TEXTO DO DOCUMENTO

══════

Segunda,
4 de fevereiro de 2013
Por
Ivan de Carvalho

Lá,
o senador Renan Calheiros, que era líder do PMDB, foi eleito presidente do
Senado Federal, cargo que já ocupara antes e ao qual renunciara em um acordo
para não ter seu mandato cassado e suspensos, como pena acessória e automática,
seus direitos políticos.
Calheiros
fora acusado de “deixar” que uma empresa privada pagasse, a uma jornalista com
a qual tivera uma filha, a pensão devida a esta última. Era uma pensão polpuda.
O presidente do Senado, durante uma investigação interna, disposto a repelir a
acusação do pagamento de despesa pessoal por uma empresa privada, o que seria
fatal, alegou ser pecuarista e dispor de meios próprios para o pagamento. E
então apresentou como prova notas fiscais da venda de vacas realizada para o
pagamento da pensão.

══════

MATERIAL
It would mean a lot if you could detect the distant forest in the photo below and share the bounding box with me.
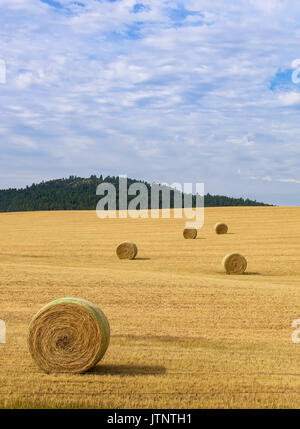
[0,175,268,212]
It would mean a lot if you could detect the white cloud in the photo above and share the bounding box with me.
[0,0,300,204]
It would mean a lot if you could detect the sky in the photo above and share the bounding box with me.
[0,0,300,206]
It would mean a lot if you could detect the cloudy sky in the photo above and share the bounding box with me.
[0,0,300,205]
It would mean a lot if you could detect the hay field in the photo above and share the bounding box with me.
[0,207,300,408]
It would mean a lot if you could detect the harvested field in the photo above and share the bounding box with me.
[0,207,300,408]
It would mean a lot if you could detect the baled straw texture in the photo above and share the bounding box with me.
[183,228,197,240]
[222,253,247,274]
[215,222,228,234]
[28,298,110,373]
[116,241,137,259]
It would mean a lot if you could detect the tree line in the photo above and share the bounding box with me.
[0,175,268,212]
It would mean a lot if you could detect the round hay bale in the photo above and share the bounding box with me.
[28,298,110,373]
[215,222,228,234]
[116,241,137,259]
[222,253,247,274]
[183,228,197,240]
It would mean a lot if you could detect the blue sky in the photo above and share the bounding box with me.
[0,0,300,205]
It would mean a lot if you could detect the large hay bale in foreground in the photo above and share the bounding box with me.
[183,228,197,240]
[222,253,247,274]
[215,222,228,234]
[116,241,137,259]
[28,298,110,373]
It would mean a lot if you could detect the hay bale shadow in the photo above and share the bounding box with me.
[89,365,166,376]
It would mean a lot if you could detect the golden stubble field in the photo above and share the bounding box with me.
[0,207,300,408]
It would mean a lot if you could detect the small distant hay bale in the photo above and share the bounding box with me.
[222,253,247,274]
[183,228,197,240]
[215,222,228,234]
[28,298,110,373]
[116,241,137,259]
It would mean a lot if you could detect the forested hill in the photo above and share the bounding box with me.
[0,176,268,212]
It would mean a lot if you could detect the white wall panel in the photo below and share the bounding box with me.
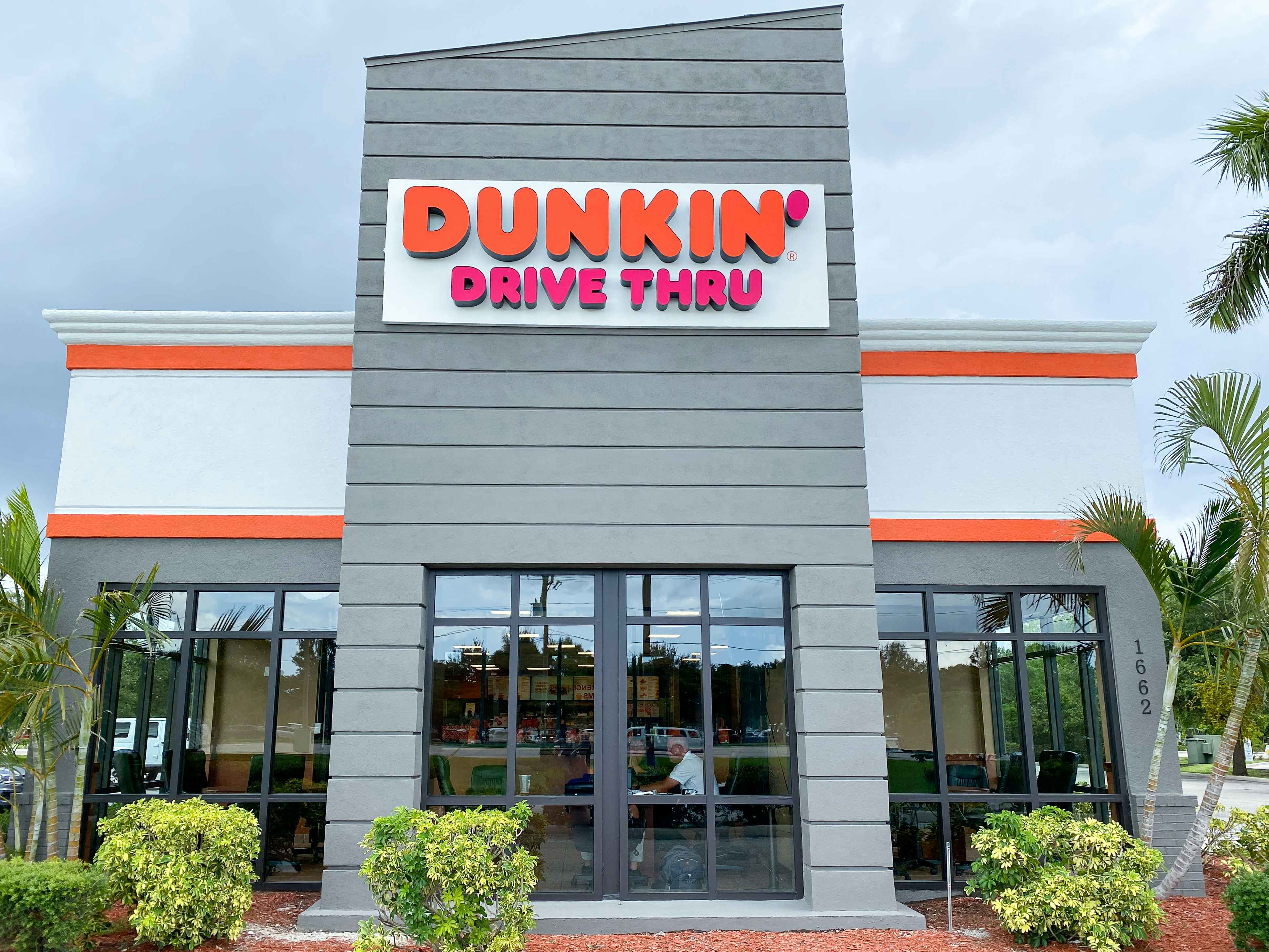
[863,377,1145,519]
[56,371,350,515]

══════

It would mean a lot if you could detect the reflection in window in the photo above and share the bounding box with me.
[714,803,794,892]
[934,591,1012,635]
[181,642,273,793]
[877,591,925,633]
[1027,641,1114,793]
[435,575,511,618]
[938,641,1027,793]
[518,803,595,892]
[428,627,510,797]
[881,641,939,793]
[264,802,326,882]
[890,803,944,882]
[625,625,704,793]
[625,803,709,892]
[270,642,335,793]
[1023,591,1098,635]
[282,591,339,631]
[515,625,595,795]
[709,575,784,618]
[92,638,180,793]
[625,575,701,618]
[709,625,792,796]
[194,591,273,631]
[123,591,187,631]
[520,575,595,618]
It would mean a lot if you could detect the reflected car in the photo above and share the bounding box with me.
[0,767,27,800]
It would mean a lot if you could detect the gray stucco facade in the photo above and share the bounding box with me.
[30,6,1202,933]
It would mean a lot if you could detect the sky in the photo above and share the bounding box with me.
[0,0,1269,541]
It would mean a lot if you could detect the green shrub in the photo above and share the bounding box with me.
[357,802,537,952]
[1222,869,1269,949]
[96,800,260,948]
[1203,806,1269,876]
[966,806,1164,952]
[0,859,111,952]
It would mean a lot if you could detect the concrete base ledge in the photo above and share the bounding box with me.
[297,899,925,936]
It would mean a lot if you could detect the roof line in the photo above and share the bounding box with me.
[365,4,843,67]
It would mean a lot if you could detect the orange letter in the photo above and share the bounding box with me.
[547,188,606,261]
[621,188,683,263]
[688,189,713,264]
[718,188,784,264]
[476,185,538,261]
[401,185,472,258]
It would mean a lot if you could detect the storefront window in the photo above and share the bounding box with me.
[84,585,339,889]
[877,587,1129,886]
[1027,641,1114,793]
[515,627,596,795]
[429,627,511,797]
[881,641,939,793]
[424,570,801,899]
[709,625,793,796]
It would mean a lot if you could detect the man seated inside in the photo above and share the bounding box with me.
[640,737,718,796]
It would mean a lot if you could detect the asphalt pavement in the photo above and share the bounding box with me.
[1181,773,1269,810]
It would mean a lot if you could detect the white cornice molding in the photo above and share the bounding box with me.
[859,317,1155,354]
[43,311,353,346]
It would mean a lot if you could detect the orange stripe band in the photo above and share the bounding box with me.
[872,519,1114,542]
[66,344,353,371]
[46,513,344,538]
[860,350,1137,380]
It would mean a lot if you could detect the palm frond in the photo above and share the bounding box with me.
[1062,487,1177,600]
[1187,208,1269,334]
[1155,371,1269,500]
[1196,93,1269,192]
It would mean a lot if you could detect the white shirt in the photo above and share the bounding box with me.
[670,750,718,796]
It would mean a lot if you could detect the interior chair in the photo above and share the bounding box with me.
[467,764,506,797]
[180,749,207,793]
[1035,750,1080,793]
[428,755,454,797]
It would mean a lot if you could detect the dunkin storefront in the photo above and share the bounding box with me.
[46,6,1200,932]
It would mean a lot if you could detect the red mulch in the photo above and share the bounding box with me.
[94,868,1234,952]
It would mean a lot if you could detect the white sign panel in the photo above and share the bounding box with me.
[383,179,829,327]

══════

TAREFAS E EXERCÍCIOS
**A.** As afirmações seguintes estão de acordo com o texto sobre Renan Calheiros? (i) Calheiros era líder do PMDB quando foi eleito presidente do Senado Federal. (ii) Era a primeira vez que Calheiros ocupava a presidência do Senado. (iii) Calheiros apresentou notas fiscais da venda de cavalos. Responda sim ou não a cada uma e cite as palavras do texto que decidem.
**B.** Dê a continuação do texto sobre Renan Calheiros a partir da última frase apresentada.

RESPOSTAS POR TAREFA
**A.**
(i) Sim: “o senador Renan Calheiros, que era líder do PMDB, foi eleito presidente do Senado Federal”
(ii) Não: “cargo que já ocupara antes”
(iii) Não: “notas fiscais da venda de vacas”

**B.**
Logo
os maledicentes – e em Brasília são mais numerosos que em qualquer outro lugar
do mundo – cismaram que as notas fiscais apresentadas eram (e continuariam
sendo) frias, assim como eram frias também as vacas. Aí a Procuradoria Geral da
República mete o nariz onde não é chamada e, faltando oito dias para a eleição
de Renan Calheiros para o mesmo alto cargo ao qual renunciara antes, apresenta,
por intermédio do procurador geral Roberto Gurgel, uma denúncia contra o
teimoso senador ao Supremo Tribunal Federal. Uma denúncia por peculato (desvio
de dinheiro público, com pena de 2 a 12 anos de prisão), falsidade ideológica
(1 a 5 anos de prisão) e o uso de documento falso (2 a 6 anos de prisão).
Um
absurdo. Como é que se acusa o então futuro e já agora atual presidente do
Senador e do Congresso, além de terceira pessoa na linha de sucessão do
presidente da República? É muita maldade. Uma denúncia dessa certamente deixa a
cidadania brasileira cabisbaixa, macambúzia, sorumbática e meditabunda. E
compromete profundamente a já abalada imagem do nosso país em âmbito
internacional.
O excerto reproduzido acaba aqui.